Activity 1 — Decide whether each statement agrees with the China AIDS article, answering yes or no and quoting the deciding words: (a) The conference is being held in Edinburgh. (b) The study likens the risk in the city to San Francisco 50 years ago. (c) The study claims China's HIV epidemic is among the fastest expanding in the world.
Activity 2 — Retype the China AIDS article from "British Sociological Association" to "these bad habits.".
Activity 3 —
Answer from the China AIDS article:
(a) Which organization is Jennifer Chapman a member of?
(b) Which city's gay men does the study focus on?
(c) What disease does the smoking example name as the consequence?

Text under study —
*** Begin section ***
China facing gay AIDS epidemic
One of China’s major cities risks facing an AIDS epidemic reminiscent of San Francisco 25 years ago if authorities do not act, a study warns.
British Sociological Association member, Jennifer Chapman, will argue that gay men in Shenzhen require a better understanding of sexual health, at the organisation’s Medical Sociology Group Annual Conference in Edinburgh which starts today.
Her study warns, “There is a long-standing tradition in public health of designing disease prevention programmes that assume objective rationality among the public.
“Experts surmise that if we give the public enough information about the (potential) negative consequences of their bad habits, they will forgo these bad habits.
“We see this in everything from smoking, (you will acquire lung cancer if you do not stop), to safe sex campaigns, (you will acquire HIV/AIDS if you do not use condoms).
“However, it is well-recognised that people do not change their behaviour due only to an increased awareness of their risks and perhaps less recognised that the people act in culturally specific, individually-motivated ways, monitored by their emotions and not as cold, calculating, objective bystanders to their actions.”
The study claims China is experiencing one of the most rapidly expanding HIV epidemics in the world.
*** End section ***
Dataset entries
*** Begin section ***
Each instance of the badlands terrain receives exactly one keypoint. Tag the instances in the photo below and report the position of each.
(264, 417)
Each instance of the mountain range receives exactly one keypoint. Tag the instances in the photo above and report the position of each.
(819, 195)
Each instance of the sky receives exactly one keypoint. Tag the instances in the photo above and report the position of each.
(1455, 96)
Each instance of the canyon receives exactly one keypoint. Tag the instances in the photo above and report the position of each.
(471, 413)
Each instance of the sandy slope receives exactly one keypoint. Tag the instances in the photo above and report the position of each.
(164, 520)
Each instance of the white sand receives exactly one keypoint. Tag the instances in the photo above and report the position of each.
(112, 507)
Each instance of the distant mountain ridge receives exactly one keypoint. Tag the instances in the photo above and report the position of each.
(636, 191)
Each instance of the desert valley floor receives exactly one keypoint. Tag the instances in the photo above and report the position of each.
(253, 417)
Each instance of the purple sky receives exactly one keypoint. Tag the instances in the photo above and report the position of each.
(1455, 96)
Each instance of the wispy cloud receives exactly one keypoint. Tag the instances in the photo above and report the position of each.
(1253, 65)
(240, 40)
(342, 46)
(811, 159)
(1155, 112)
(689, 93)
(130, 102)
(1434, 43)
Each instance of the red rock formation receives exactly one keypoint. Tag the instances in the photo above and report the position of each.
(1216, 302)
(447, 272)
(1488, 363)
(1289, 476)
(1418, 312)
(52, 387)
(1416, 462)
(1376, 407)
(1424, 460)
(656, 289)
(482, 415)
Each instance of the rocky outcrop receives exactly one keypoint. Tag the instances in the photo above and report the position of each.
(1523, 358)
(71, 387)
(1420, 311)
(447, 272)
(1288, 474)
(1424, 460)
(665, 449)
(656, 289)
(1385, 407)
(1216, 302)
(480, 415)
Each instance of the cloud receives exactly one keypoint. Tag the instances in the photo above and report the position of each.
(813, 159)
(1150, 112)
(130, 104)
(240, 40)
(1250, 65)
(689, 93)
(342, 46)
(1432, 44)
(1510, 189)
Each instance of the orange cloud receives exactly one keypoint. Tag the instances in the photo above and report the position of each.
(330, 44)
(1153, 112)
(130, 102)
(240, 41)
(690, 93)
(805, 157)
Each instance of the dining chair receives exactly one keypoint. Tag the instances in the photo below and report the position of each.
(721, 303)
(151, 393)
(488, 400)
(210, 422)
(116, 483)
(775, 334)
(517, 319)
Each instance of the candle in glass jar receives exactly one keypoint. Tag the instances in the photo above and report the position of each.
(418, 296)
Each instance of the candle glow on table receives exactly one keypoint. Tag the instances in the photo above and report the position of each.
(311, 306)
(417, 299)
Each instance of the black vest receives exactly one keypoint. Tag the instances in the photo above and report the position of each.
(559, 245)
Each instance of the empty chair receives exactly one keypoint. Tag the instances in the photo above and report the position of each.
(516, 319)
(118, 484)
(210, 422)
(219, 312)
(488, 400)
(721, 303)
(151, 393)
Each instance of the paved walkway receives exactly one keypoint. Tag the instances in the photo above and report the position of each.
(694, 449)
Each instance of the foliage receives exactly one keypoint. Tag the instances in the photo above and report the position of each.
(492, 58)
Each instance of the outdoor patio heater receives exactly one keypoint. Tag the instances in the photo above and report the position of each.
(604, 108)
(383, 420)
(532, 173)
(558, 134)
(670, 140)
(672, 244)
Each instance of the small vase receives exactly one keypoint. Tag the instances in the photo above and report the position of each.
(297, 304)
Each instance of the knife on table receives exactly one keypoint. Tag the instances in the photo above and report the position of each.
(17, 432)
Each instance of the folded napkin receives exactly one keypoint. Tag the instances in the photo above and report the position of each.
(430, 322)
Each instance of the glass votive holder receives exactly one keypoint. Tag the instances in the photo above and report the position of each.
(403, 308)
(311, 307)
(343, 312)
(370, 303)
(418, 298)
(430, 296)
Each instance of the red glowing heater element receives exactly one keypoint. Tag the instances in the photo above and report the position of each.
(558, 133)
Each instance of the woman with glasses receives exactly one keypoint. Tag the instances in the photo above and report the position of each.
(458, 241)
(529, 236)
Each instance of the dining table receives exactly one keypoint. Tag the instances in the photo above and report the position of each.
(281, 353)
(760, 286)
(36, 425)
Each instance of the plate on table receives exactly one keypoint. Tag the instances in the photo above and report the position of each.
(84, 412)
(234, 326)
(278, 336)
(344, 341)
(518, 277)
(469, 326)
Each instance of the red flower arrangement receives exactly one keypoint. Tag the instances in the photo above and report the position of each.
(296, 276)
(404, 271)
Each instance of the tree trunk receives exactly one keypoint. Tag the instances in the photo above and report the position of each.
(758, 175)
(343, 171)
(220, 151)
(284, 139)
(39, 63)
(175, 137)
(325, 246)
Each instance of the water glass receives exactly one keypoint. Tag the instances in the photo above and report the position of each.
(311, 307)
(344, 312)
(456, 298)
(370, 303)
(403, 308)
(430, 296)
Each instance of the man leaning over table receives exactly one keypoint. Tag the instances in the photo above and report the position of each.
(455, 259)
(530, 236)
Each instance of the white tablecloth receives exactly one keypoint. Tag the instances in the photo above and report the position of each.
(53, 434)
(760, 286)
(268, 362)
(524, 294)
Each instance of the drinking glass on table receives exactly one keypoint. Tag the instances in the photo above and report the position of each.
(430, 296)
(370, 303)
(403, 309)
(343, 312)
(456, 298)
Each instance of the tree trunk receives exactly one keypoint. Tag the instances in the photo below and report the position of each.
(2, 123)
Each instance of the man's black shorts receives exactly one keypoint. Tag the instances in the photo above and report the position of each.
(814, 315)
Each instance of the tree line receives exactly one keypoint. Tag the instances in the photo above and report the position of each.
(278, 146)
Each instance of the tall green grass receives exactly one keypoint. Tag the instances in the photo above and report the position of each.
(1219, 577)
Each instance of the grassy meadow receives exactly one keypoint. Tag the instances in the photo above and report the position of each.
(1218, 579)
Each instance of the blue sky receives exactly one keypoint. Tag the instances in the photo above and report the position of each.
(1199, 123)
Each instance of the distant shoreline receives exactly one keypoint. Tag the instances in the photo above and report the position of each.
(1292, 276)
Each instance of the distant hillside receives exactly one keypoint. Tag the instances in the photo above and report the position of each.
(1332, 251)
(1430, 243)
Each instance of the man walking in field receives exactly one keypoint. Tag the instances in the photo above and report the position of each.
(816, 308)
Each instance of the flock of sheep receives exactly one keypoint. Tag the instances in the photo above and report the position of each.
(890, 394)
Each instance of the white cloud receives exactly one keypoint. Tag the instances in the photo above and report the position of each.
*** End section ***
Written reply 1 —
(a) Yes: "Medical Sociology Group Annual Conference in Edinburgh"
(b) No: "reminiscent of San Francisco 25 years ago"
(c) Yes: "one of the most rapidly expanding HIV epidemics in the world"

Written reply 2 —
British Sociological Association member, Jennifer Chapman, will argue that gay men in Shenzhen require a better understanding of sexual health, at the organisation’s Medical Sociology Group Annual Conference in Edinburgh which starts today.
Her study warns, “There is a long-standing tradition in public health of designing disease prevention programmes that assume objective rationality among the public.
“Experts surmise that if we give the public enough information about the (potential) negative consequences of their bad habits, they will forgo these bad habits.

Written reply 3 —
(a) The British Sociological Association
(b) Shenzhen
(c) Lung cancer